Below are records that must be duplicated exactly.
»»
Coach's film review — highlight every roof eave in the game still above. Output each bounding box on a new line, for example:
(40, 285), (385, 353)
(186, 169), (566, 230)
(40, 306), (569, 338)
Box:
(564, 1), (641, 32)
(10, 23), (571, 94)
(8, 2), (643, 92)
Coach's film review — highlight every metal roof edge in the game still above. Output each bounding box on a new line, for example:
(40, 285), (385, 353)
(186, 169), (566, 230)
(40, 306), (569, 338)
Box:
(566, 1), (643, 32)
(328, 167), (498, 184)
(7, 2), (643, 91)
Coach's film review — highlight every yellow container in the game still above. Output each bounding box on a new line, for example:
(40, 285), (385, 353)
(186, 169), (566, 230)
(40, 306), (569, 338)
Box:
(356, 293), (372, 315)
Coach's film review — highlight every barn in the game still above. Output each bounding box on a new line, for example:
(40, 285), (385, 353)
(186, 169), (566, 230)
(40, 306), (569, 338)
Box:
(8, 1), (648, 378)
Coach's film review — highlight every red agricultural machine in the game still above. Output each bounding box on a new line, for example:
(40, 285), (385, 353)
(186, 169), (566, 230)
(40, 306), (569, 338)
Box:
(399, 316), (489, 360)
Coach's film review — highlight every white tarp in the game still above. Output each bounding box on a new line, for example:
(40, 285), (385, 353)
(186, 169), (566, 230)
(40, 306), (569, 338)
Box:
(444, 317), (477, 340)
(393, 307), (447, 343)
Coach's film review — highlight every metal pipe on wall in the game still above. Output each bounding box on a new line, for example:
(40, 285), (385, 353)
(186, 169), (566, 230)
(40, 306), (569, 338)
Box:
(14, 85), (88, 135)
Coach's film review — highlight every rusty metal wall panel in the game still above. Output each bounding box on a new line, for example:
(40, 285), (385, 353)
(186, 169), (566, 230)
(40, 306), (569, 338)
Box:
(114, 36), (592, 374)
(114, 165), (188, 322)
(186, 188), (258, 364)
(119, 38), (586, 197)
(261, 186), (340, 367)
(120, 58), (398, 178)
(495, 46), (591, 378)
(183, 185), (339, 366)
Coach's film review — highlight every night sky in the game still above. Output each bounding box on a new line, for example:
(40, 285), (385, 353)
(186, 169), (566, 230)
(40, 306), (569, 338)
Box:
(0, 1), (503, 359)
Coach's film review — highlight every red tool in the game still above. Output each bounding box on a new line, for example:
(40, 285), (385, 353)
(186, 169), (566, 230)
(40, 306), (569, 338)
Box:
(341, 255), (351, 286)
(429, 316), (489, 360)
««
Exercise answer:
Coach's film review — highlight every roof eave in the game still above. Output each bounding box on a new line, for example:
(40, 285), (385, 353)
(186, 169), (566, 230)
(40, 306), (569, 338)
Box:
(564, 1), (641, 32)
(10, 23), (571, 94)
(8, 2), (643, 92)
Coach's film review — highlight every metal roof edge in the game still above. Output each bounding box on a new line, for example:
(40, 285), (385, 353)
(186, 169), (566, 230)
(40, 306), (569, 338)
Box:
(566, 1), (643, 32)
(328, 167), (498, 184)
(7, 2), (643, 91)
Coach's film review — highlight every yellow container in the game still above. Output each bounding box on a new line, for example:
(40, 285), (385, 353)
(186, 169), (566, 230)
(40, 306), (569, 338)
Box:
(356, 293), (372, 315)
Coach's film review — highlight every barn in the game still above. Output each bounding box on a new line, for example:
(40, 285), (385, 353)
(186, 169), (566, 230)
(40, 306), (569, 338)
Box:
(8, 1), (648, 378)
Coach's film review — highlight every red agricultural machine in the game still above. Output each bounding box on a new line, for example:
(40, 285), (385, 353)
(186, 169), (566, 230)
(40, 306), (569, 338)
Box:
(399, 316), (489, 360)
Coach's film review — highlight every white tarp in the game still above. Output each bounding box on a new line, for example:
(40, 285), (385, 353)
(186, 169), (566, 230)
(40, 306), (569, 338)
Box:
(444, 317), (477, 340)
(393, 307), (447, 343)
Coach's film review — highlight every metal pipe on wall in the game still above. Output each bounding box on a new line, for example:
(40, 285), (385, 353)
(186, 169), (566, 230)
(40, 306), (569, 338)
Box:
(14, 85), (88, 135)
Coach's film review — highlight every rusty metal wall panel in the game still above. Output each bounding box on a new line, for example:
(40, 285), (385, 353)
(186, 169), (566, 230)
(40, 306), (569, 338)
Box:
(114, 36), (592, 374)
(114, 165), (188, 322)
(186, 188), (258, 364)
(119, 38), (586, 197)
(261, 186), (340, 367)
(120, 58), (398, 178)
(495, 46), (591, 378)
(183, 185), (339, 366)
Coach's film review — highlight every night sky in the game still above. Output each bounding box on a new line, for example:
(40, 285), (385, 353)
(186, 169), (566, 230)
(40, 306), (569, 338)
Box:
(0, 1), (503, 359)
Coach's film review — highlight every red tool in the game still above. Output each bounding box on a new line, for example:
(40, 285), (385, 353)
(186, 169), (566, 230)
(40, 306), (569, 338)
Box:
(341, 255), (351, 286)
(429, 316), (489, 360)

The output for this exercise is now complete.